Given passage →
========

Reject Price Control Amendments to H.R. 1628

July 27, 2017

U.S. Senate
Washington, D.C.  20510

Dear Senator,

As you consider H.R. 1628, the Council for Citizens Against Government Waste (CCAGW) expects that several amendments will be offered that would institute or double down on government regulation of pharmaceutical prices.  Instead of utilizing the heavy hand of government control, Congress should take further action to create an environment that stimulates market competition to lower drug costs.  On behalf of the more than 1.2 million members and supporters of CCAGW, I ask that you oppose any efforts to implement drug importation, extend Medicaid rebates, thwart the non-interference clause in Medicare Part D, and impose certain transparency requirements.

Do Not Allow Drug Importation:

Drugs are less expensive in Europe and Canada because they utilize price controls, which has also adversely affected innovation, research, and development.  The Congressional Budget Office (CBO) has stated that importing pharmaceuticals would have a negligible impact on drug prices.  Furthermore, as the Food and Drug Administration has often pointed out, importing drugs can be dangerous for several reasons: other countries have different regulations and standards compared to the U.S.; drug dosages may be different; claiming that an internet website is a Canadian pharmacy does not make it so; and, importation invites counterfeiting and adulteration from unscrupulous actors.

Do Not Increase Medicaid Rebates or Extend Them into Medicare Part D:

Increasing Medicaid rebates, which are a form of price controls, or utilizing them in Medicare Part D, would further distort the U.S. pharmaceutical marketplace.  It is likely that beneficiary premiums would rise and formularies would be restricted.  Competitive, private-sector negotiations have been instrumental in making Medicare Part D a successful government-created program, with high beneficiary satisfaction rates.  In 2005, the CBO estimated Medicare Part D would cost taxpayers $172 billion in 2015; its cost was $75 billion.

========

List of tasks →
1. Answer from the H.R. 1628 letter.
(a) How many members and supporters does CCAGW say it speaks for?
(b) According to the Congressional Budget Office, what effect would importing pharmaceuticals have on drug prices?
(c) In 2005, what did the CBO estimate Medicare Part D would cost taxpayers in 2015, and what was its actual cost?
2. Write the next part of the H.R. 1628 letter, beginning after its last sentence.
Nothing in the records is needed.

========

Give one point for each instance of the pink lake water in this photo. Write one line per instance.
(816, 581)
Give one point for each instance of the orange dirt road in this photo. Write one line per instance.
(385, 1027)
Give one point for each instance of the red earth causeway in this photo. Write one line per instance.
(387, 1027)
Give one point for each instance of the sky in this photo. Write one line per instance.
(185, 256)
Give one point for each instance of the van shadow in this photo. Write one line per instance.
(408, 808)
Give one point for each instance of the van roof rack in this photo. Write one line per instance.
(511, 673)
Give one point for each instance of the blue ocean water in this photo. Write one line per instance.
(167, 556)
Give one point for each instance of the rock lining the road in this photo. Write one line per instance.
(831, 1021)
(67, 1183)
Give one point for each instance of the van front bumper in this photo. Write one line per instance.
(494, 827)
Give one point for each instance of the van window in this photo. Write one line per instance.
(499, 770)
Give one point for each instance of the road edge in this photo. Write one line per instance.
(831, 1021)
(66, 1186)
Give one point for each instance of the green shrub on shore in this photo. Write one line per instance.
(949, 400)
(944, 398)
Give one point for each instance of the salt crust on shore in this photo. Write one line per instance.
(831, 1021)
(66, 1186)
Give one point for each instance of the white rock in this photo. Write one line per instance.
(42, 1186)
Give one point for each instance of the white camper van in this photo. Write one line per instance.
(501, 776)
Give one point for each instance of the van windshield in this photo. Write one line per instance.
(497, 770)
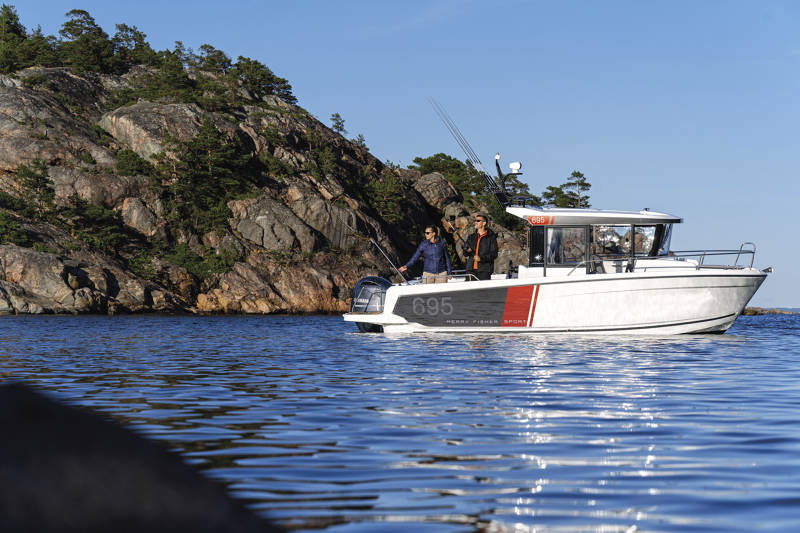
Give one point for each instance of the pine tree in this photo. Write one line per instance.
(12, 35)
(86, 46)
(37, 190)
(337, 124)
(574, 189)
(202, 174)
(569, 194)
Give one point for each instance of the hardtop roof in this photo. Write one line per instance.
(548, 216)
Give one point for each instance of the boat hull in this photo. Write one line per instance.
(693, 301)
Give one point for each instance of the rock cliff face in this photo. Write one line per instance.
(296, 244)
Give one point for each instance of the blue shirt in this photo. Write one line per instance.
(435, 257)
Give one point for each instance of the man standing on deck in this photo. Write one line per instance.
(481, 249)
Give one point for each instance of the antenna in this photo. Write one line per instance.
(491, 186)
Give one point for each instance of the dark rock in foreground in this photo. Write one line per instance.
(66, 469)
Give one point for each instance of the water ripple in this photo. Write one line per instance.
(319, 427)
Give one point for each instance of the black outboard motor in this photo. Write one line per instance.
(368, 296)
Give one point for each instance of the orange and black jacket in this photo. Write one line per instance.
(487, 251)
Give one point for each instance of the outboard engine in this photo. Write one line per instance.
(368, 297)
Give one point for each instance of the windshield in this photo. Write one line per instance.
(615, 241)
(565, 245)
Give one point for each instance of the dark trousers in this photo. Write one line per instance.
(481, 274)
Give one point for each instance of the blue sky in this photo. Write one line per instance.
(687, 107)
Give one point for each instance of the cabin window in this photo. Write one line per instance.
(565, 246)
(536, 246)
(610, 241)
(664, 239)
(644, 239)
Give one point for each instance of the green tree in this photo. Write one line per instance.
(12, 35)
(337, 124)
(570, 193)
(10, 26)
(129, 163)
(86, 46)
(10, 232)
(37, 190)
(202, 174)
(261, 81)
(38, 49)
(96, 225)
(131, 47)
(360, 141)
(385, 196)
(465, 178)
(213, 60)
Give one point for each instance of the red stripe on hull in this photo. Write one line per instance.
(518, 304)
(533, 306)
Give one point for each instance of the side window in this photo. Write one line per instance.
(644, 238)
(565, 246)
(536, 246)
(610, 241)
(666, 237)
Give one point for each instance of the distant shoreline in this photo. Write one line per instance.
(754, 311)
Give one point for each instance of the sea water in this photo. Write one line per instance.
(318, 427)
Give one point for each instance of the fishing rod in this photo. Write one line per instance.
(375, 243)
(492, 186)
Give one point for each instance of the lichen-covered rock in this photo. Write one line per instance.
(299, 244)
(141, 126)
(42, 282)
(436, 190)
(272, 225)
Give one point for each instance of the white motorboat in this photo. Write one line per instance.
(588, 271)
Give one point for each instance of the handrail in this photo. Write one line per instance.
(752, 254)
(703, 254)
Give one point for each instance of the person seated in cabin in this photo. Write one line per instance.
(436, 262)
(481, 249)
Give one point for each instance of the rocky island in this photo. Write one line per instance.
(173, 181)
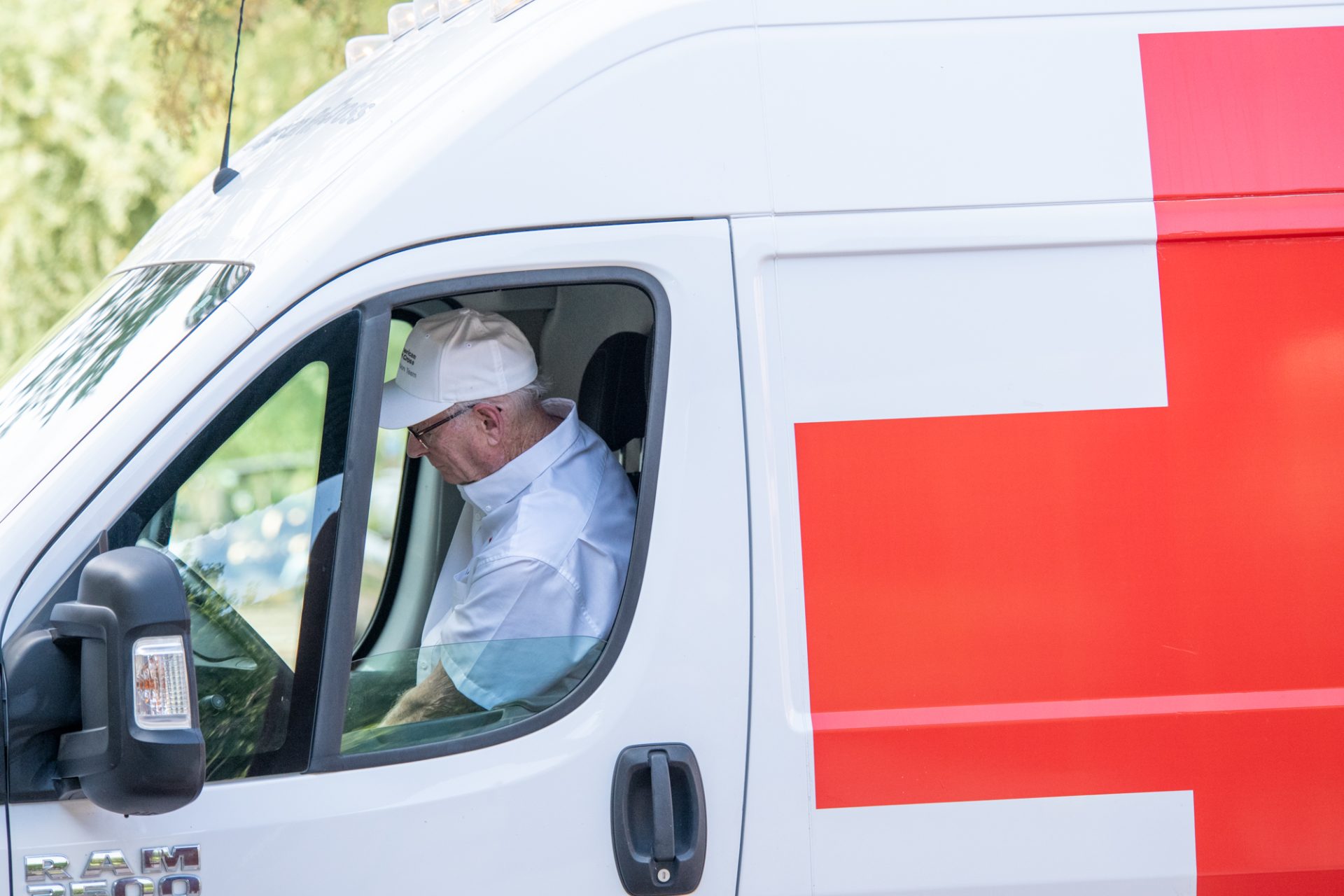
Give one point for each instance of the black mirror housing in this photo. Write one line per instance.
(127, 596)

========

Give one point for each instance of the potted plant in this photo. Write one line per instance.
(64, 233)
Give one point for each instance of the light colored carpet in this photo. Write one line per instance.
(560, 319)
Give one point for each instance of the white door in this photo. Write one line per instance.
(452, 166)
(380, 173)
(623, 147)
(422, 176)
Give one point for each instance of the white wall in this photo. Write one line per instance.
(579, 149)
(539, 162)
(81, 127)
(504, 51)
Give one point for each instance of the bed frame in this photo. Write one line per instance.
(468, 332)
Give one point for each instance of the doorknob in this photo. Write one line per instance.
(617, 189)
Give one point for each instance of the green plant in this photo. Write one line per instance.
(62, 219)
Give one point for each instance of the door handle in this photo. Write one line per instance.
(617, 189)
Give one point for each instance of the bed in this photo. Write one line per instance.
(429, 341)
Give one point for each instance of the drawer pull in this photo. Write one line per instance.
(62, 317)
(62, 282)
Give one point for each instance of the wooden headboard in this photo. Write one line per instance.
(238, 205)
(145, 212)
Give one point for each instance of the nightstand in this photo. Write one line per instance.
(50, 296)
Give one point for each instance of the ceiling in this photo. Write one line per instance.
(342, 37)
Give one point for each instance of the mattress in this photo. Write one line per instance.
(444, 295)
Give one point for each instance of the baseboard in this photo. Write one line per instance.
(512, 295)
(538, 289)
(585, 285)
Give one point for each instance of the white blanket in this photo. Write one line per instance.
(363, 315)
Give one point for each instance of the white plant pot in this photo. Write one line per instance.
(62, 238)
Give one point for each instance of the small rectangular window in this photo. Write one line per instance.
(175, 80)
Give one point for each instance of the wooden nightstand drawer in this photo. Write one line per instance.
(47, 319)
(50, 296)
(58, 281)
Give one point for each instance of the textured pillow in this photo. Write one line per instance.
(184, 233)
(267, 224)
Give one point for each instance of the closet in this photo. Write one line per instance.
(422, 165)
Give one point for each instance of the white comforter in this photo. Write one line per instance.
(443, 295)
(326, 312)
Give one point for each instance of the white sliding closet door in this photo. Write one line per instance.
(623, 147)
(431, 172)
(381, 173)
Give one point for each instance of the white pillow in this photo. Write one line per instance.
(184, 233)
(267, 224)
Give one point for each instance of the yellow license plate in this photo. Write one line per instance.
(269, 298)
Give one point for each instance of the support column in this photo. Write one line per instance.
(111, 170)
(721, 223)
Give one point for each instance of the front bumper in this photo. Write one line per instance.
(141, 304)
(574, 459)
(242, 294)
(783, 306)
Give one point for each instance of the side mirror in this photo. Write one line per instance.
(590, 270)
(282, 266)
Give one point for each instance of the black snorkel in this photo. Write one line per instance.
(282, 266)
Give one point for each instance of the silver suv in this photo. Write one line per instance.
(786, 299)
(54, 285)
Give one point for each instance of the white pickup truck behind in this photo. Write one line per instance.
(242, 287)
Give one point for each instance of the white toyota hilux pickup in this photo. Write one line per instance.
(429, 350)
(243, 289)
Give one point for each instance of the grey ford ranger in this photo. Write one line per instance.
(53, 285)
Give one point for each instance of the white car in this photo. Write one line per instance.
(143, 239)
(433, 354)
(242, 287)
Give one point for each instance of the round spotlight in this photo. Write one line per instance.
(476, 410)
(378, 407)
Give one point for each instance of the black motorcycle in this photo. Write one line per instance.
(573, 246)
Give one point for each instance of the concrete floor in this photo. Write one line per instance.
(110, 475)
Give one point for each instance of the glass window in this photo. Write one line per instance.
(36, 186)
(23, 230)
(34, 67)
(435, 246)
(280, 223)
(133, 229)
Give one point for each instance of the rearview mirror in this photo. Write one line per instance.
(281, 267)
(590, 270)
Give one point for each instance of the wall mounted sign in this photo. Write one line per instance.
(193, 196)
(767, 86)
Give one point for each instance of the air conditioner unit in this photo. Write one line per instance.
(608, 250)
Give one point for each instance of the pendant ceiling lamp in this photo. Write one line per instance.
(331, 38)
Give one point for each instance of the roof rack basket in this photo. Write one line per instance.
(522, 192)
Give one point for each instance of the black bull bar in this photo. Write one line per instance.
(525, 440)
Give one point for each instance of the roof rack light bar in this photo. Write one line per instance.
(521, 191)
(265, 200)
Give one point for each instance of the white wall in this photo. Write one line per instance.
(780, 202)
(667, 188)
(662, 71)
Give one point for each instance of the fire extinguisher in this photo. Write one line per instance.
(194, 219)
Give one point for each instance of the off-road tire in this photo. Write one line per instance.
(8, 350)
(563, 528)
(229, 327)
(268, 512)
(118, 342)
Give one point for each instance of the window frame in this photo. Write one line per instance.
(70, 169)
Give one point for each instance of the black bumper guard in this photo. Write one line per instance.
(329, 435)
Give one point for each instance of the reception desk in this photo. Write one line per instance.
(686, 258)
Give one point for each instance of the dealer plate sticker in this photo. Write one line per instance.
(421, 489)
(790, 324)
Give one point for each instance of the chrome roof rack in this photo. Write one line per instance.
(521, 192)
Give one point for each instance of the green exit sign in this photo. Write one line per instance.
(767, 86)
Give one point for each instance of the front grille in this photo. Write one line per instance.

========

Results by task →
1.
(a) More than 1.2 million.
(b) A negligible impact.
(c) The estimate was $172 billion, and the actual cost was $75 billion.

2.
Do Not Allow the Secretary of HHS to “Negotiate” Drug Prices in Medicare Part D:

The government does not negotiate drug prices; it uses price controls to lower prices.  Price controls, whenever they have been used, are extremely disruptive and cause market distortions and shortages, whether utilized with pharmaceuticals or any other product or service.  The private sector must be allowed to continue to negotiate drug prices in Medicare Part D.

Do Not Impose Transparency Requirements on Negotiations Among Participants in the Pharmaceutical Supply Chain:

I respectively urge you to read a July 2, 2015, Federal Trade Commission commentary, “Price Transparency or TMI,” which explained why exposing the details of how prices are negotiated among participants in the pharmaceutical supply chain can have negative consequences for consumers and competition.  It states in part, “When it goes too far, it can actually harm competition and consumers.  Some types of information are not particularly useful to consumers, but are of great interest to competitors.”  The article notes, “information disclosures allow competitors to figure out what their rivals are charging, which dampens each competitor’s incentive to offer a low price, or increases the likelihood that they can coordinate on higher prices.”

According to R&D Magazine’s Winter Global R&D Forecast, the U.S. dominates in the biopharmaceutical research sector at 56 percent, while Germany is the closest competitor at 16 percent.  Adopting additional pharmaceutical price control measures will erode the nation’s advantage, destroy thousands of biopharmaceutical jobs, and stifle the development of promising new therapies.

All votes on H.R. 1628 will be among those considered for CCAGW’s 2017 Congressional Ratings.